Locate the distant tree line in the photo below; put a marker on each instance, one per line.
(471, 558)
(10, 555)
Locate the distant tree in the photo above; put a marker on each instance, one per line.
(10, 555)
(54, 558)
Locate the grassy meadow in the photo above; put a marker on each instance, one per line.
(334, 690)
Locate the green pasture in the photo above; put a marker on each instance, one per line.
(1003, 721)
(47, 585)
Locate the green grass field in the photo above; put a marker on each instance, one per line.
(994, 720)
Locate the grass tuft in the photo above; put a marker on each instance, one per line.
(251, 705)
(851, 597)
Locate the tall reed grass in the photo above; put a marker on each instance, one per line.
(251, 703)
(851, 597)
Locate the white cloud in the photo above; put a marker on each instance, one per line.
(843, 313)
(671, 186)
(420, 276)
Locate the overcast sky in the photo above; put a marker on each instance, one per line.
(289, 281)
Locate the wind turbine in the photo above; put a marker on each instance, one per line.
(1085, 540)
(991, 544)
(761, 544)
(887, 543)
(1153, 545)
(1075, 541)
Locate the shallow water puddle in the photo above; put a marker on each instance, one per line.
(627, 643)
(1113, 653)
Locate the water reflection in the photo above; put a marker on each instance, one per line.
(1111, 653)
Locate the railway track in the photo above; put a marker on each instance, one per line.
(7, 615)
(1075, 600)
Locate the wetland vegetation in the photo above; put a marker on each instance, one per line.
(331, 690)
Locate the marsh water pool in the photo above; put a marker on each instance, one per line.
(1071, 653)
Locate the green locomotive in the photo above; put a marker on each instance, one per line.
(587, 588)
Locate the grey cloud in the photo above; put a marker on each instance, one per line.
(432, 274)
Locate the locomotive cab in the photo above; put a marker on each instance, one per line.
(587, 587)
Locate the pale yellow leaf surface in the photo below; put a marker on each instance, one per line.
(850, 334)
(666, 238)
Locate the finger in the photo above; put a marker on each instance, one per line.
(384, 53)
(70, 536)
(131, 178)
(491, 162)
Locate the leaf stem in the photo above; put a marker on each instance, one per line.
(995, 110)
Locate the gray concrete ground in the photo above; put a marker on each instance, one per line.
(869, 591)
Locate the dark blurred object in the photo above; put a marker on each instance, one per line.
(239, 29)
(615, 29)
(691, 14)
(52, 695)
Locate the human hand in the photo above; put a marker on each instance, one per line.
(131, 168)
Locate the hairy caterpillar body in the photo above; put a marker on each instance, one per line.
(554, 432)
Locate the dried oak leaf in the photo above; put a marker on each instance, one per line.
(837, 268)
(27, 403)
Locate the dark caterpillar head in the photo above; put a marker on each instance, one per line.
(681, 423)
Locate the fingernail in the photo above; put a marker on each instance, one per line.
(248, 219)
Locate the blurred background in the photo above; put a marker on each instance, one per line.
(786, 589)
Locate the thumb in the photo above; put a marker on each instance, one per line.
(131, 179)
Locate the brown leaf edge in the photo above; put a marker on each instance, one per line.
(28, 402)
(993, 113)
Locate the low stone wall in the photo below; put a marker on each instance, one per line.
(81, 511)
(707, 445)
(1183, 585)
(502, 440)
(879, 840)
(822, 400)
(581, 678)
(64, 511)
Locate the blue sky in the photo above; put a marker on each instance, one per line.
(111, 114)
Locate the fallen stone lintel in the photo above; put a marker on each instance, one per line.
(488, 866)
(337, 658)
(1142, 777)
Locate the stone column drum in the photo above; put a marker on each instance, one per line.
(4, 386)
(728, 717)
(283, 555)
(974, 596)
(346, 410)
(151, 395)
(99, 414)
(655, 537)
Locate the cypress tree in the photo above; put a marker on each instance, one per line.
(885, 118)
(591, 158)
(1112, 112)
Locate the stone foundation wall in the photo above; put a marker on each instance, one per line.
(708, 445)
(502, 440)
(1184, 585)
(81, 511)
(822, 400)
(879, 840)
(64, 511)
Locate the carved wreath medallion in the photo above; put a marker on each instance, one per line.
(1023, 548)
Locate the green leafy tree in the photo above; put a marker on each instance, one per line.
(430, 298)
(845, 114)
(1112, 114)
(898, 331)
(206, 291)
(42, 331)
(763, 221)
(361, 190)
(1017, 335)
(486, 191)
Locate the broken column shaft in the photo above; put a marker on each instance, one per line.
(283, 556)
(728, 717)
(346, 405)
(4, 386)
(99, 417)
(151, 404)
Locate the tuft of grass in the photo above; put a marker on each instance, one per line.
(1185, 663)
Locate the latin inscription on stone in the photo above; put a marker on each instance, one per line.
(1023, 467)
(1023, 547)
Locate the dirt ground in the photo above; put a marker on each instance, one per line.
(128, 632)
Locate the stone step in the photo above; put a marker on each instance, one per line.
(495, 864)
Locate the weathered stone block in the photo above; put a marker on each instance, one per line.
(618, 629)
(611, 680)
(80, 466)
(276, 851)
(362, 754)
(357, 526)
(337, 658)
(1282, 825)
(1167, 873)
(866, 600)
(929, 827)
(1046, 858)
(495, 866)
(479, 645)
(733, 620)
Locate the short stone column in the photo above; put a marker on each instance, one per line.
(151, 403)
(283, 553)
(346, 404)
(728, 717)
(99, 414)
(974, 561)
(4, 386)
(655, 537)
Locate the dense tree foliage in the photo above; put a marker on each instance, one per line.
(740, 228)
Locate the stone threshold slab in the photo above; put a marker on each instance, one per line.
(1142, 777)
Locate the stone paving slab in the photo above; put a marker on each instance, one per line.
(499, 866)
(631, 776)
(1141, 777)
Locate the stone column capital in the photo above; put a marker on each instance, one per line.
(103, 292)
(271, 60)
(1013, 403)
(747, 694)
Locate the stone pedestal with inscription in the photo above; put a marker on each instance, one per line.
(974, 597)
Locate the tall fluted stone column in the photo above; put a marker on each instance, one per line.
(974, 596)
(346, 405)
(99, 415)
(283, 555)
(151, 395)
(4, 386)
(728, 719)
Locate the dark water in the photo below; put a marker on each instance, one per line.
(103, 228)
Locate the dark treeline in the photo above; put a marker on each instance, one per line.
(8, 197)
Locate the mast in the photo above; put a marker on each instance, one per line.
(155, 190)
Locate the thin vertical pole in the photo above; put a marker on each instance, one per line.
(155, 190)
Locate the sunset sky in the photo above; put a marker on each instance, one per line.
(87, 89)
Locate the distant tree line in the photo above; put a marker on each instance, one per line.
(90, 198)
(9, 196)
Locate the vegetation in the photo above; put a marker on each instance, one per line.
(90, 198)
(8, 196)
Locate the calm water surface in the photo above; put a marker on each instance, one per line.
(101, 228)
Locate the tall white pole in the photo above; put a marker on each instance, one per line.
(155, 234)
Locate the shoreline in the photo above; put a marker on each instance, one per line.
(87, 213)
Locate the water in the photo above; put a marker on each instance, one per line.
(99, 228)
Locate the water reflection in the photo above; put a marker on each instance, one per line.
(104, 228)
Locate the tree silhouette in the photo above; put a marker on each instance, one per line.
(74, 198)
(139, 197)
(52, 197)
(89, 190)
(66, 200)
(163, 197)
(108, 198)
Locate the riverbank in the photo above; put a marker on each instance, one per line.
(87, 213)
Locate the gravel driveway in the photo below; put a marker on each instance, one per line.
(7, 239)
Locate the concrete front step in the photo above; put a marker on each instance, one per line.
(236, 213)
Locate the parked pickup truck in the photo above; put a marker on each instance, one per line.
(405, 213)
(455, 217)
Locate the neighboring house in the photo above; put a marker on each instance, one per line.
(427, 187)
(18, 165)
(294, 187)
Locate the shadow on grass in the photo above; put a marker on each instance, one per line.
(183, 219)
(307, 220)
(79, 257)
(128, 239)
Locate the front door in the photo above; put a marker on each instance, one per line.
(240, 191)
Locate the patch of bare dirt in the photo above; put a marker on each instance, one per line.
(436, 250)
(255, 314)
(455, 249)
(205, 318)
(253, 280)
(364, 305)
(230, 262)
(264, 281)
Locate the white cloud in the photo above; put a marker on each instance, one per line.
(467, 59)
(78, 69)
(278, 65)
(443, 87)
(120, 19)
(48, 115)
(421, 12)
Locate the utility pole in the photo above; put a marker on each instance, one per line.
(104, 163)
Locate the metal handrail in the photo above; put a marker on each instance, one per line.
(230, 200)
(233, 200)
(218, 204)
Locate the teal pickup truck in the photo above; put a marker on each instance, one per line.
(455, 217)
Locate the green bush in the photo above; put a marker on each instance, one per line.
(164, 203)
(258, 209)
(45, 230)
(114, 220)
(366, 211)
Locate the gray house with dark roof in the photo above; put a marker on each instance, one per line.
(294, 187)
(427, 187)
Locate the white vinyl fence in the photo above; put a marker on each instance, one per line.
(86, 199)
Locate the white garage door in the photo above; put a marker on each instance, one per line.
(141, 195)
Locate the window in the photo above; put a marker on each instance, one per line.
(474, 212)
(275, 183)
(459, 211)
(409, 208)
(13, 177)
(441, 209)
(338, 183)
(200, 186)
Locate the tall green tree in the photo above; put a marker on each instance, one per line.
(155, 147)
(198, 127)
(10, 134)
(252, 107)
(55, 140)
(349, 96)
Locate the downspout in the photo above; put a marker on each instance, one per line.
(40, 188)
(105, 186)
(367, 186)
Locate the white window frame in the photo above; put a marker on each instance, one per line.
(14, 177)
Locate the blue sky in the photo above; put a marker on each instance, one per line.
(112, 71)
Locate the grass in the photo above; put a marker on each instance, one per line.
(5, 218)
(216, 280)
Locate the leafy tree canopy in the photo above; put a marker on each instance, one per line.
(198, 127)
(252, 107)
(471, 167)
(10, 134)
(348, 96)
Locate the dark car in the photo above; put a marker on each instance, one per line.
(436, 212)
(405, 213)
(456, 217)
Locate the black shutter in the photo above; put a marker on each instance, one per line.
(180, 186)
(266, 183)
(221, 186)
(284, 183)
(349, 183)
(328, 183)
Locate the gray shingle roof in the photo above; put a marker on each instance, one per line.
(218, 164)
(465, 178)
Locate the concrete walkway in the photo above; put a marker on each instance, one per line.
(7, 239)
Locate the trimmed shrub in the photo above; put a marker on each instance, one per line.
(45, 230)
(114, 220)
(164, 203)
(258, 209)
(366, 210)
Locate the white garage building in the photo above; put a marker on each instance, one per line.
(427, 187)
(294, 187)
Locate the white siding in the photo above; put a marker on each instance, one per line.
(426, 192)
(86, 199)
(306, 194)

* * * * *

* Task *
Repeat, exactly and only, the lines above from the one containing "Locate the white garage door" through the end of the material.

* Correct response *
Locate the white garage door in the photo above; put a marker on each instance, one per line.
(141, 195)
Locate the window in the photo above; put a marker on each instance, one per line.
(474, 212)
(275, 183)
(459, 211)
(409, 208)
(13, 177)
(441, 209)
(338, 183)
(200, 186)
Locate the tall green tree in the photo above; put a marker on each instance, one per line.
(155, 147)
(198, 127)
(10, 134)
(252, 107)
(55, 140)
(349, 96)
Locate the downspout in the photo above; put a marker on each instance, one per line.
(40, 188)
(105, 186)
(367, 186)
Locate the white window frame in the photo above; put a marker on each instance, one per line.
(14, 177)
Locate the blue sky in the photo above; put a marker on each instance, one per line.
(112, 71)
Locate the grass in the photo above; put a marker on each instance, one per line.
(5, 218)
(216, 280)
Locate the leafy tree canopy in the photo above; put a marker on each instance, one per line.
(198, 127)
(252, 107)
(471, 167)
(10, 134)
(348, 96)
Locate the dark car in the photo above; put a marker on each instance, one per line.
(436, 212)
(405, 213)
(456, 217)
Locate the black shutter in the photo above; put a marker on each instance, one per line.
(180, 186)
(266, 183)
(221, 186)
(284, 183)
(349, 183)
(328, 183)
Locate the gray shingle roof in the photo above; put a marker on each instance, one per line.
(218, 164)
(465, 178)
Locate the concrete walkway in the photo above; put a marker on each instance, one per line.
(7, 239)
Locate the trimmed shrub in the photo above; put a marker on each instance, one per line.
(45, 230)
(114, 220)
(164, 203)
(258, 209)
(366, 210)
Locate the white garage building in the photo above; put a marker on each instance, one per line.
(427, 187)
(294, 187)
Locate the white siding in the photo above; put a marker on each instance, one per line.
(426, 192)
(86, 199)
(306, 194)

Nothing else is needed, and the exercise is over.